Segment Open

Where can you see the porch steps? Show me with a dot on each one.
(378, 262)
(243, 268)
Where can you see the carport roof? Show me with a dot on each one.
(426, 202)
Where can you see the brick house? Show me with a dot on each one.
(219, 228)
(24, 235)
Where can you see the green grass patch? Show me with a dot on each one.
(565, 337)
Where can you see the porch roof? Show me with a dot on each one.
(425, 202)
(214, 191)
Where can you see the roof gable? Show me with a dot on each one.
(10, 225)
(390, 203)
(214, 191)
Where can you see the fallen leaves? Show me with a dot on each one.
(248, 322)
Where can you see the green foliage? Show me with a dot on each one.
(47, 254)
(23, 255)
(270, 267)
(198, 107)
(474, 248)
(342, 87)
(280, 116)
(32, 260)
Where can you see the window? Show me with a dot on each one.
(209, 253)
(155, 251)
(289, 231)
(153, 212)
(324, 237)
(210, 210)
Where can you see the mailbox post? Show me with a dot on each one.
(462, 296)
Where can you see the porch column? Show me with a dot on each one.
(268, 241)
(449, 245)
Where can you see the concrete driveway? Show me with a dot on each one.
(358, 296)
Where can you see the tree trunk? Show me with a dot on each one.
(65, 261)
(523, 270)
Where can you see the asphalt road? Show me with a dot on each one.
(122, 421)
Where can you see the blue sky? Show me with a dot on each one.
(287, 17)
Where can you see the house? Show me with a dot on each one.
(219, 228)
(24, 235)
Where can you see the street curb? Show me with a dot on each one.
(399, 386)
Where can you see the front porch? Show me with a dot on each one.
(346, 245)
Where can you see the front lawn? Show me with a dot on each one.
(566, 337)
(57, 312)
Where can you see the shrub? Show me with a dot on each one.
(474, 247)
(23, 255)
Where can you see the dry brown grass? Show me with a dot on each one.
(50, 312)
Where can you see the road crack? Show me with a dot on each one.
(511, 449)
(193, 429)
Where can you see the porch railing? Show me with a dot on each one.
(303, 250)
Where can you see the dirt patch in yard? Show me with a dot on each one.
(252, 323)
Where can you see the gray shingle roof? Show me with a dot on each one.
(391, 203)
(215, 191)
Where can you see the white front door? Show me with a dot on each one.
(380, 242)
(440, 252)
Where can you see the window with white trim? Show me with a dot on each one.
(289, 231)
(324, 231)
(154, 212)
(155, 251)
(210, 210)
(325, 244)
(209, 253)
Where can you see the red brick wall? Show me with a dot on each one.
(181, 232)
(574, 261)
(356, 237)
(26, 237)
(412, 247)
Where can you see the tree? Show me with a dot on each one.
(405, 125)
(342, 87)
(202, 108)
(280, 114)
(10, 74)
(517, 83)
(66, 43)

Segment Closed

Your response needs to restate the lines above exactly.

Where can you see the porch steps? Show me with a dot on each one.
(378, 262)
(243, 268)
Where can you see the carport roof? Show me with a dot on each one.
(426, 202)
Where can you see the brick house? Show me with a dot on each one.
(219, 228)
(24, 235)
Where can you see the green grass patch? Show me with a dot on each one.
(565, 337)
Where can you see the porch roof? Show me with a dot on each one.
(425, 202)
(214, 191)
Where can you see the roof gable? Show me with a dot on each one.
(10, 225)
(390, 203)
(214, 191)
Where can you see the fallen leaves? Show me with a dot on each one.
(248, 322)
Where can you see the green foliage? Show me with a dot on each one.
(47, 254)
(23, 255)
(270, 267)
(198, 107)
(474, 248)
(342, 87)
(280, 116)
(32, 260)
Where can you see the window? Show me with a dot on each one.
(209, 253)
(155, 251)
(289, 231)
(153, 212)
(324, 237)
(210, 210)
Where can you see the mailbox post? Show me with a dot on each one.
(462, 296)
Where can you see the porch column? Show me with a dot on each one.
(268, 241)
(449, 245)
Where can you see the concrete driveway? Show me with a dot on each one.
(358, 296)
Where can you see the tree trunk? Show me with a dot on each one.
(65, 261)
(523, 270)
Where can you see the asphalt road? Show me with a dot on each one.
(122, 421)
Where can you see the blue sky? Show me with a dot on each one.
(287, 17)
Where can you see the house? Show me with a dot on each one.
(219, 228)
(24, 235)
Where can you see the street curb? Show me with a dot on each one.
(399, 386)
Where can you see the front porch? Show me with a dot on each one.
(346, 245)
Where can you see the front lawn? Show me with a dot on each one.
(566, 337)
(57, 312)
Where can you see the shrub? Show me with a dot on each one.
(474, 247)
(23, 255)
Where can you see the dry brown grass? Show me with a dot on each one.
(50, 312)
Where can you see the road crack? Show me with a dot on each one.
(511, 449)
(193, 429)
Where can you see the porch railing? Show me with a dot on each one.
(303, 250)
Where can you see the dirt patch in yard? Show me with a dot on each one.
(252, 323)
Where can you see the gray shingle roof? Show me with a dot on each one.
(391, 203)
(215, 191)
Where can you see the white front door? Show me with a dot on each one.
(380, 242)
(440, 252)
Where can you see the window with white trim? Show me with a dot on each one.
(289, 231)
(324, 231)
(154, 212)
(155, 251)
(210, 210)
(325, 244)
(209, 253)
Where can you see the red brick wall? Show me with a dot on each one.
(181, 232)
(574, 261)
(356, 237)
(26, 237)
(412, 247)
Where can you see the tree? Show me with a dot on each one.
(405, 125)
(342, 87)
(202, 108)
(280, 114)
(10, 74)
(517, 83)
(66, 43)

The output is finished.